La solitudine del giornalista

Scritto da in data Settembre 18, 2021

Kabul – Il palazzo è buio e fatiscente, ma appena si apre la porta, rigorosamente chiusa a doppia mandata, un sorriso accogliente che illumina il corridoio ci invita a entrare negli uffici dell’agenzia di stampa Khaama press news, la più grande agenzia di notizie sull’Afghanistan −fondata nel 2010 − con circa 3 milioni e mezzo di visitatori al mese. Khaama, che in persiano antico significa “penna”, pubblica in tre lingue: inglese, persiano e pashtu. Tre donne ancora lavorano, ma sono costrette a stare a casa perché hanno troppa paura per andare al lavoro; in redazione ci accolgono tre giovani giornalisti più un veterano del giornalismo afghano che si occupa di Esteri. Da più un mese non va a casa.

**Compito da svolgere**
Trascriva per intero il brano sull'agenzia di stampa Khaama di Kabul, riproducendolo fedelmente parola per parola.

Voci di dati:
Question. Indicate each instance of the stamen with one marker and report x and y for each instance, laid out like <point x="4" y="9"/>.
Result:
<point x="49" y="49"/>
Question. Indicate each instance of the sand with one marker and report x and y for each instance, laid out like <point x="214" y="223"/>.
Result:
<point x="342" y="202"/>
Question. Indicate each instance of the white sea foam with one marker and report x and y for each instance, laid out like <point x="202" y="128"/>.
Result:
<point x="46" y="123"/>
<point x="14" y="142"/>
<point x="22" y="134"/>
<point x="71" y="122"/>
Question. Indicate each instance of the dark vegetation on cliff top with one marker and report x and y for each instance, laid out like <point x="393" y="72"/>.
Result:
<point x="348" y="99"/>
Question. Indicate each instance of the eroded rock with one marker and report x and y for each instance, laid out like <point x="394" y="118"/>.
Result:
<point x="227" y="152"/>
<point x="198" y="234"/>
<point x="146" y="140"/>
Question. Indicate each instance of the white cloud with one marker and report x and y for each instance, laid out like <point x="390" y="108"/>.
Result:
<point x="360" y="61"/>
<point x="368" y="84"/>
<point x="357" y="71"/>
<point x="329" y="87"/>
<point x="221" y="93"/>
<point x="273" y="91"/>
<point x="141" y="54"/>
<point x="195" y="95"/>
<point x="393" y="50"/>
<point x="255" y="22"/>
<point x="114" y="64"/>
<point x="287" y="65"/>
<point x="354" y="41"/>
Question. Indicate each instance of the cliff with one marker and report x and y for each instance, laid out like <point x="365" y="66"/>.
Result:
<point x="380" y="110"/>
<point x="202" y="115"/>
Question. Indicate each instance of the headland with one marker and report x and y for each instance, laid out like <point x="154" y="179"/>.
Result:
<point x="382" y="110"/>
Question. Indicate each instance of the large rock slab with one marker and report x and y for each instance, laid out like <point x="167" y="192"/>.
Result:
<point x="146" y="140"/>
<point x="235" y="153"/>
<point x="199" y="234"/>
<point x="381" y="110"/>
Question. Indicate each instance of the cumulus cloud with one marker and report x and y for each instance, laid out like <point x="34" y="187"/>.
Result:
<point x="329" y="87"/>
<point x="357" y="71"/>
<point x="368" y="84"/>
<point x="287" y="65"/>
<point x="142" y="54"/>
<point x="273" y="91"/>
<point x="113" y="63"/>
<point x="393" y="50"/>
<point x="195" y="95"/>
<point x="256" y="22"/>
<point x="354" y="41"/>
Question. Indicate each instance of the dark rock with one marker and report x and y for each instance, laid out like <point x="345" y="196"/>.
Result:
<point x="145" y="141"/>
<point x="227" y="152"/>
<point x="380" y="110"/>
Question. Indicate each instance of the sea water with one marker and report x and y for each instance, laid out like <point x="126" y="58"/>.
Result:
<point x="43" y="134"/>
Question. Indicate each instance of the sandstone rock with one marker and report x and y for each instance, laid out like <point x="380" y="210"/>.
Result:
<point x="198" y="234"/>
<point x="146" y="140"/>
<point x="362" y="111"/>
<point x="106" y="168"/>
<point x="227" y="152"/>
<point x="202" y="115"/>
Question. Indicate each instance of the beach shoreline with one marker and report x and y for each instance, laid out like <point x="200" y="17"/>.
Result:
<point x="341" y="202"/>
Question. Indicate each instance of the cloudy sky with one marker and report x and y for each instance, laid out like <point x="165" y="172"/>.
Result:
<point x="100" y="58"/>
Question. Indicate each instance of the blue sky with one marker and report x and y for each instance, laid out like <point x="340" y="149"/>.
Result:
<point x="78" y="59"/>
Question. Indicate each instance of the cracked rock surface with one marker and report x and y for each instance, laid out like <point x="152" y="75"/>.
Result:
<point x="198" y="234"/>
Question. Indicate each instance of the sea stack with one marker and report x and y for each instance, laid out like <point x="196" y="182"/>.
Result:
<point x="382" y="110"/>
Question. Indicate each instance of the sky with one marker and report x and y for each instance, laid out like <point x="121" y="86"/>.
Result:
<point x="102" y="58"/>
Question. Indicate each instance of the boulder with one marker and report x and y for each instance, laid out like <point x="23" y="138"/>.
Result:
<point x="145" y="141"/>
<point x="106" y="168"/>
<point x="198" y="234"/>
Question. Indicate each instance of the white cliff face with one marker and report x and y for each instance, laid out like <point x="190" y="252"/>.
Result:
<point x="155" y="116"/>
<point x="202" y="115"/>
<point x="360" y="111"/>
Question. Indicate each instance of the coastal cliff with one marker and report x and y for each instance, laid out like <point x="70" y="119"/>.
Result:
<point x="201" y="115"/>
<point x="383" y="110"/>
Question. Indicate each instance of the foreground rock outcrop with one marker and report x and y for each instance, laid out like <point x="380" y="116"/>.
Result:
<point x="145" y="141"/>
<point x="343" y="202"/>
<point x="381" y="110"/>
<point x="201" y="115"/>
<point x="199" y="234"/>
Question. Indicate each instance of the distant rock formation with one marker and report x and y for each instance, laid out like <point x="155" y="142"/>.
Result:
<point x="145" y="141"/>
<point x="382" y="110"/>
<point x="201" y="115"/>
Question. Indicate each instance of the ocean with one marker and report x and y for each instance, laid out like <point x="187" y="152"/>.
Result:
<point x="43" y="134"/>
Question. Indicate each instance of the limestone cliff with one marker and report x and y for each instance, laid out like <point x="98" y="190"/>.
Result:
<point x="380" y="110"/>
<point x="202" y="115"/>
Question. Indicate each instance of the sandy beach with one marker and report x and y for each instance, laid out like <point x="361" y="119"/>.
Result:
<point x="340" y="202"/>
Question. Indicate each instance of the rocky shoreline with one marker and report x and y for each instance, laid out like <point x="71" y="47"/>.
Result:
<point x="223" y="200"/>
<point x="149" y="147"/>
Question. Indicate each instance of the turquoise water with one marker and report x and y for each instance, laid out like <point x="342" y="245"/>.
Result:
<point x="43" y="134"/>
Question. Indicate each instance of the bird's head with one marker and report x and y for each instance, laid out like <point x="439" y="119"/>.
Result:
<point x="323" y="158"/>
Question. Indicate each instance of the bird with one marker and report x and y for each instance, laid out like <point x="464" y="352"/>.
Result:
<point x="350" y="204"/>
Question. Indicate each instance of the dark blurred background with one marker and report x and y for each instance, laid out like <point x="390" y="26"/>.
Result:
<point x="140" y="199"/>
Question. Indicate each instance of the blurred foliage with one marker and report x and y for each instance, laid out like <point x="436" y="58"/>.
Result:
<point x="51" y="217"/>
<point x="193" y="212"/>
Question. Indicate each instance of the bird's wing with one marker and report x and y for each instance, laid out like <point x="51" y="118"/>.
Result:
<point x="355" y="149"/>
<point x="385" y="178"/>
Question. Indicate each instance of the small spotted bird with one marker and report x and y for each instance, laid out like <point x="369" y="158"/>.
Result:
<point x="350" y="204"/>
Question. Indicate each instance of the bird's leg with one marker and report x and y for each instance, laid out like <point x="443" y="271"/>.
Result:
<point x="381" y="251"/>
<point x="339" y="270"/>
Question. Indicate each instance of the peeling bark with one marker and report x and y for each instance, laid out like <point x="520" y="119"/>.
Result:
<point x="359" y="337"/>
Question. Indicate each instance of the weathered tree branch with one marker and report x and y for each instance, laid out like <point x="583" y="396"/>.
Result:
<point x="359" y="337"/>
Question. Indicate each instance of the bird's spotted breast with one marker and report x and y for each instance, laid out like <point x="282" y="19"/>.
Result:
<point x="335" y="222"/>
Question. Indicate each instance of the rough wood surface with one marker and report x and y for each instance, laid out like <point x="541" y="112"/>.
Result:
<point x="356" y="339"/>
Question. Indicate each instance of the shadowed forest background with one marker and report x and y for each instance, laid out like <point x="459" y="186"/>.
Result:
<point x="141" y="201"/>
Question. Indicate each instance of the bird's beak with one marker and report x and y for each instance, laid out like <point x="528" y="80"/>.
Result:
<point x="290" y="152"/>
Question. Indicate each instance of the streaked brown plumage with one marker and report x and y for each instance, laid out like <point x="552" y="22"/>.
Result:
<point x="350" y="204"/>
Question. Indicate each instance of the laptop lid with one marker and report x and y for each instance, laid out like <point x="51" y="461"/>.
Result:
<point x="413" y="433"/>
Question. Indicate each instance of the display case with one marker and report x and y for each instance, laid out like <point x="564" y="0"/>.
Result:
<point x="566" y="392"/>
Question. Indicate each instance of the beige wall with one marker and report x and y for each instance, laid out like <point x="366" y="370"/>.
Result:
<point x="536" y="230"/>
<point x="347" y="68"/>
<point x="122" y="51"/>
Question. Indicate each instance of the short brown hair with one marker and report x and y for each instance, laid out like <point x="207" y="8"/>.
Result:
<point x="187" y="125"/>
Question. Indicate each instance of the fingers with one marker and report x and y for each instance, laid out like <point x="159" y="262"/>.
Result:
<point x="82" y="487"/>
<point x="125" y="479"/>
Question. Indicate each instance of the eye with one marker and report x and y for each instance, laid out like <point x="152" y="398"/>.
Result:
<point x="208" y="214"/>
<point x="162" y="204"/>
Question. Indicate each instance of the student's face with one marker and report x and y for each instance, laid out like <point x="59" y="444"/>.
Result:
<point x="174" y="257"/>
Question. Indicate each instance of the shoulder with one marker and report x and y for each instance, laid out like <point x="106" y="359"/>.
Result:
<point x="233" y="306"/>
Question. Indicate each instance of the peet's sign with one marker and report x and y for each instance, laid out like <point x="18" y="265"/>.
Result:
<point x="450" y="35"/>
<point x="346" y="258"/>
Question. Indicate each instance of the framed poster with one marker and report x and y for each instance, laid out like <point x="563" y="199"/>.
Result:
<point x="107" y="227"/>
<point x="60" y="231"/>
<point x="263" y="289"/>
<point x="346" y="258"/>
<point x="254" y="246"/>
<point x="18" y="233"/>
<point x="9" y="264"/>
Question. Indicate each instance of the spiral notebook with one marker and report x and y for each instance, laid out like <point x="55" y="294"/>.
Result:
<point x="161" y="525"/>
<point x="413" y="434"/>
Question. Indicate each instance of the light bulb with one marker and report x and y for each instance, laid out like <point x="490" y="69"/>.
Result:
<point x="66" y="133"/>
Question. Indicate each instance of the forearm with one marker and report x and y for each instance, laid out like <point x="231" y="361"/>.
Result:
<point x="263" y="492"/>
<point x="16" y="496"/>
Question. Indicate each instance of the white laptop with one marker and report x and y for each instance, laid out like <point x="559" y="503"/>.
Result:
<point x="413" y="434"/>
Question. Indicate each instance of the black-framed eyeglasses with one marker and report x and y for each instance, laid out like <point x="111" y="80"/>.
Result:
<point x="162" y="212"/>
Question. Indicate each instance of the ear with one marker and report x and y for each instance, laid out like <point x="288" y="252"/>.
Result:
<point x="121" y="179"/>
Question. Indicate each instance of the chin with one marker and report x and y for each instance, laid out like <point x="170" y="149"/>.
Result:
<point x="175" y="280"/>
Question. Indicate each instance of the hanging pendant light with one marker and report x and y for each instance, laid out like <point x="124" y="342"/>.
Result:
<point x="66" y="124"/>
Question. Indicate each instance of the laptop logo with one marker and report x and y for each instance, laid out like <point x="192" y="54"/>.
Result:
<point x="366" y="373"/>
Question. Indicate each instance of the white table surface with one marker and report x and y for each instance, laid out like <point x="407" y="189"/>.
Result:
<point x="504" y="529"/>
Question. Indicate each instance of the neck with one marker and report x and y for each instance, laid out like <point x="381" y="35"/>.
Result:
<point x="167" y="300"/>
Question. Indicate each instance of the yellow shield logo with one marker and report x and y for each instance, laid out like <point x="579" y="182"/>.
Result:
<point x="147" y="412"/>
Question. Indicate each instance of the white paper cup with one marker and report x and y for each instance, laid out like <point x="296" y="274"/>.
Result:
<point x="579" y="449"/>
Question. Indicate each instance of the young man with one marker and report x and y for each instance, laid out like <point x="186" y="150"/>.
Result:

**Esito del compito**
La solitudine del giornalista

Scritto da in data Settembre 18, 2021

Kabul – Il palazzo è buio e fatiscente, ma appena si apre la porta, rigorosamente chiusa a doppia mandata, un sorriso accogliente che illumina il corridoio ci invita a entrare negli uffici dell’agenzia di stampa Khaama press news, la più grande agenzia di notizie sull’Afghanistan −fondata nel 2010 − con circa 3 milioni e mezzo di visitatori al mese. Khaama, che in persiano antico significa “penna”, pubblica in tre lingue: inglese, persiano e pashtu. Tre donne ancora lavorano, ma sono costrette a stare a casa perché hanno troppa paura per andare al lavoro; in redazione ci accolgono tre giovani giornalisti più un veterano del giornalismo afghano che si occupa di Esteri. Da più un mese non va a casa.